▶ [Job]
Can you repeat all of the data below with "pink liquid" replaced by "purple liquid" and everything else unchanged, leaving out the pictures?

▶ [Information supplied]
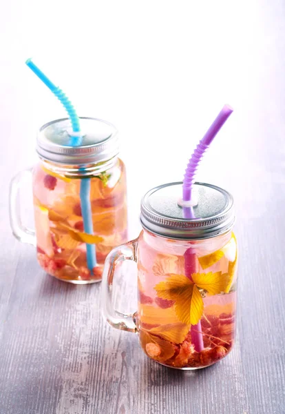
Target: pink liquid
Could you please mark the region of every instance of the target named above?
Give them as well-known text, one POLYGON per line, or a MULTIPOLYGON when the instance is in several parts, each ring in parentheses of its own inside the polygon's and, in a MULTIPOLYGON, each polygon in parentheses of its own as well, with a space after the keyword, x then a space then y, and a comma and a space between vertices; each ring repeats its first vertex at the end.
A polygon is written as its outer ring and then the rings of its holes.
MULTIPOLYGON (((231 232, 191 241, 141 233, 137 324, 141 346, 149 357, 169 366, 189 369, 211 365, 229 353, 235 329, 236 257, 236 241, 231 232), (203 344, 200 352, 194 347, 191 324, 182 320, 184 315, 195 312, 189 302, 193 283, 184 275, 184 254, 189 248, 195 251, 200 274, 195 288, 203 308, 198 325, 203 344), (208 280, 212 283, 209 292, 202 284, 208 280), (216 282, 224 291, 218 290, 216 282), (184 313, 180 312, 181 307, 184 313)), ((197 323, 192 324, 192 328, 196 328, 197 323)))
POLYGON ((123 163, 91 179, 90 200, 97 266, 87 268, 80 202, 80 178, 54 172, 48 163, 33 172, 37 257, 41 267, 73 283, 101 280, 109 252, 127 240, 126 177, 123 163))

▶ [Reply to the exercise]
Target: purple liquid
Could you please mark the region of every instance of the target named above?
Give them as well-known text, one POLYGON per line, or a MULTIPOLYGON when the instance is in several parts, each ring in parentheses of its own inside the polygon's and, in a MULTIPOLYGON, each polygon in parentheses of its own as well, with a space after the keyword, x then a space then y, and a comma and a space between vertices; each ring repeats its first vertex at the end.
A polygon is written as its outer ring and then the rings of its holes.
MULTIPOLYGON (((231 232, 191 241, 141 233, 137 324, 141 346, 149 357, 169 366, 189 369, 211 365, 229 353, 235 329, 236 257, 236 241, 231 232), (203 344, 200 352, 194 347, 191 324, 182 320, 184 315, 195 312, 189 302, 193 283, 184 275, 184 254, 189 248, 195 251, 200 274, 195 288, 203 308, 198 325, 203 344), (208 280, 212 283, 209 292, 202 284, 208 280), (216 282, 224 291, 218 290, 216 282), (184 313, 180 312, 181 307, 184 313)), ((197 323, 192 324, 192 328, 196 328, 197 323)))
POLYGON ((123 163, 91 179, 90 200, 97 266, 87 268, 80 202, 80 178, 54 172, 48 163, 33 172, 37 257, 41 267, 73 283, 101 280, 109 252, 127 240, 126 177, 123 163))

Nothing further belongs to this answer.